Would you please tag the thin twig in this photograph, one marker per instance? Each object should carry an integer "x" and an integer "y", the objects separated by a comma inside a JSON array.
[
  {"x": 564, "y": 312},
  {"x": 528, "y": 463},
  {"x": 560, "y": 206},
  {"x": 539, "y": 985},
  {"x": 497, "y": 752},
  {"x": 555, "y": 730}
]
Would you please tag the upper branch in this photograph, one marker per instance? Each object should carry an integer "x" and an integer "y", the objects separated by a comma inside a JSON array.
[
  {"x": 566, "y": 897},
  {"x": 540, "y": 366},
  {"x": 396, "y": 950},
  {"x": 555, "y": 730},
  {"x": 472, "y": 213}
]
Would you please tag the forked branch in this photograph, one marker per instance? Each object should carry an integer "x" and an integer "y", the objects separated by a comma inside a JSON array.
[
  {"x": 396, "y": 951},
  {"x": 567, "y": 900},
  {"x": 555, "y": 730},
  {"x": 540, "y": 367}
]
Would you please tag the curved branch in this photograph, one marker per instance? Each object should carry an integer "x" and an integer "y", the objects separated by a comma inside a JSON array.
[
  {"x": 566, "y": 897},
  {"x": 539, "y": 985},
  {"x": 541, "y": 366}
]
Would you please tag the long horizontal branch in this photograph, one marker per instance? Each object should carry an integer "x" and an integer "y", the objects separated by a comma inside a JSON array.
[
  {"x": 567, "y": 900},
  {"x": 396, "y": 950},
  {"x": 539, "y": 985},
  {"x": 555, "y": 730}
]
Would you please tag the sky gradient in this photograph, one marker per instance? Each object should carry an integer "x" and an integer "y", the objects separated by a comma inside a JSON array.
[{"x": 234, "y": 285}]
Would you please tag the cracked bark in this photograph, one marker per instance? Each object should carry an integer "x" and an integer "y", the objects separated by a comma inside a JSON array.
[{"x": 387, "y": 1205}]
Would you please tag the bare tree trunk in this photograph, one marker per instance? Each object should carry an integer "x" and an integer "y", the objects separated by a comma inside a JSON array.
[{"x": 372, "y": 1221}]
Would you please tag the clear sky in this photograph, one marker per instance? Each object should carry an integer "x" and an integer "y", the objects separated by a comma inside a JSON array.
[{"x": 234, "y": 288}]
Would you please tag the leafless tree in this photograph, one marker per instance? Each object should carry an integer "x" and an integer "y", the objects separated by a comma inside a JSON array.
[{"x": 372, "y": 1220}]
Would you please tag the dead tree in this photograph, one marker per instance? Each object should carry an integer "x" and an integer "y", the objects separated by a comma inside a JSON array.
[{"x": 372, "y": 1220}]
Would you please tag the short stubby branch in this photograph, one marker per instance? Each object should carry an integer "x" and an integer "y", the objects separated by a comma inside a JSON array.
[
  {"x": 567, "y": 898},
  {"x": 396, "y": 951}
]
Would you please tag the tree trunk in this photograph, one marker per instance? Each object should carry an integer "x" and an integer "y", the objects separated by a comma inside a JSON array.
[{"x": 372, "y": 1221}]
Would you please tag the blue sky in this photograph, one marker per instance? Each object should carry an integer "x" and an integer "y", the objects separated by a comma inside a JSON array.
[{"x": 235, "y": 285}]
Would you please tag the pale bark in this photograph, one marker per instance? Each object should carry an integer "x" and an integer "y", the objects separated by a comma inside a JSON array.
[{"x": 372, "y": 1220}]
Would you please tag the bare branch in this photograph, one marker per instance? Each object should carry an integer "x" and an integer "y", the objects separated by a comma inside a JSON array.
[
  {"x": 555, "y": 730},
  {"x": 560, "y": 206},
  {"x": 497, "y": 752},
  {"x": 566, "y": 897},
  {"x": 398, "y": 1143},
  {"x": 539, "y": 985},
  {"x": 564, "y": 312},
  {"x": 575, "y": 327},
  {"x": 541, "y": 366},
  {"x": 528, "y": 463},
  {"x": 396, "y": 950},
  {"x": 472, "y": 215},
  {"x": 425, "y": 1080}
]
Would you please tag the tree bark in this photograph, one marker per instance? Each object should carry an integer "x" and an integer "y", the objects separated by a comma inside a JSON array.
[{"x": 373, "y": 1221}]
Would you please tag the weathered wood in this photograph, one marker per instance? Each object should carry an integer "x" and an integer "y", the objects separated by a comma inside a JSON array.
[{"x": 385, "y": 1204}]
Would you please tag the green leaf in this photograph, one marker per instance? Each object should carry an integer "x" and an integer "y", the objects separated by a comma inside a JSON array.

####

GIVEN TASK: Write out all the lines again, exactly as they are.

FINAL RESULT:
Would you please tag the thin twig in this photograph, one marker per instance? Each object should carry an integer "x" and an integer "y", the objects separated by a comma inside a JSON array.
[
  {"x": 564, "y": 312},
  {"x": 528, "y": 463},
  {"x": 560, "y": 206},
  {"x": 539, "y": 985},
  {"x": 497, "y": 752},
  {"x": 555, "y": 730}
]
Would you please tag the upper branch in this photograph, one marker per instance? Each object should carry an integer "x" and an integer "y", the objects separated by a comma inside a JSON array.
[
  {"x": 566, "y": 897},
  {"x": 540, "y": 366},
  {"x": 396, "y": 950},
  {"x": 555, "y": 730},
  {"x": 472, "y": 213}
]
Would you please tag the forked branch in this photograph, one marker per instance? Each object should carry an integer "x" and an integer "y", the objects separated by a comma inside a JSON array.
[
  {"x": 396, "y": 951},
  {"x": 567, "y": 900},
  {"x": 555, "y": 730},
  {"x": 540, "y": 367}
]
Would you please tag the curved branch in this photograph, one marker per instance? Each object should carry an integer "x" and an integer "y", the objects separated by a comma inside a JSON array.
[
  {"x": 566, "y": 897},
  {"x": 539, "y": 985},
  {"x": 541, "y": 366}
]
Would you please tag the long horizontal branch in this photograph, one marker per instance? Each object should carry an integer "x" and an integer "y", the objects separated by a comma inside a JSON array.
[
  {"x": 567, "y": 900},
  {"x": 396, "y": 950},
  {"x": 539, "y": 985},
  {"x": 555, "y": 730}
]
Would you please tag the sky gradient in this photograph, one marker per instance? Each object should carry an integer "x" and an integer "y", the objects separated by a comma inside a JSON array.
[{"x": 234, "y": 285}]
Would you please tag the cracked bark in this photograph, one marker per instance? Each object should carry an integer "x" and an integer "y", the objects separated by a comma inside a JSON array.
[{"x": 387, "y": 1205}]
Would you please tag the bare tree trunk in this photograph, one marker per instance? Each object should carry an integer "x" and an integer "y", the objects separated by a comma inside a JSON array.
[{"x": 372, "y": 1221}]
Would you please tag the clear sky in this photograph, one marker per instance? Each object should carry an integer "x" and an integer "y", the objects separated by a comma inside a JSON array.
[{"x": 234, "y": 288}]
Would you please tag the leafless tree in this photograph, one marker per instance? Each object should carry an integer "x" and an integer "y", the objects separated by a comma inside a JSON array.
[{"x": 372, "y": 1220}]
Would you please tag the dead tree in this photograph, one marker per instance? Each object should carry an integer "x" and an integer "y", the objects separated by a comma inside a JSON array.
[{"x": 372, "y": 1220}]
Would you please tag the short stubby branch in this photograph, one marker per instance? Each object should carry an integer "x" and an integer "y", the objects separated by a comma inside a JSON array.
[
  {"x": 567, "y": 898},
  {"x": 396, "y": 951}
]
Would you please tag the tree trunk in this photograph, one marker per instance? Each object should carry an integer "x" and an integer "y", the objects separated by a comma inside a JSON array.
[{"x": 372, "y": 1221}]
Would you please tag the blue sky in this photograph, one marker per instance? Each object should carry an integer "x" and an integer "y", the objects separated by a comma inside a JSON array.
[{"x": 235, "y": 285}]
Would you please tag the pale bark in this photograph, one marker per instance? Each object should carry an integer "x" and an integer "y", the objects separated by a comma inside a JSON array.
[{"x": 372, "y": 1220}]
Would you please tag the bare branch in this photograph, one marker per instance? Each object should carry an integer "x" and an integer "y", the objects separated by a comma inside a JSON array.
[
  {"x": 555, "y": 730},
  {"x": 560, "y": 206},
  {"x": 497, "y": 752},
  {"x": 566, "y": 897},
  {"x": 398, "y": 1143},
  {"x": 539, "y": 985},
  {"x": 564, "y": 312},
  {"x": 575, "y": 327},
  {"x": 541, "y": 366},
  {"x": 528, "y": 463},
  {"x": 396, "y": 950},
  {"x": 472, "y": 215},
  {"x": 425, "y": 1080}
]
Would you please tag the tree bark in this photograph, one marker per instance? Each object should carry an integer "x" and an integer "y", the objects separated by a comma inside a JSON array.
[{"x": 373, "y": 1221}]
Would you please tag the weathered wood in this photograph, one marker per instance? Each object should carry an integer "x" and an integer "y", the objects separated by a comma inside a JSON array.
[{"x": 385, "y": 1204}]
Would you please tag the green leaf in this photograph, one marker per instance? Each object should carry an integer "x" and an integer "y", the objects separated by a comma inside a JSON array.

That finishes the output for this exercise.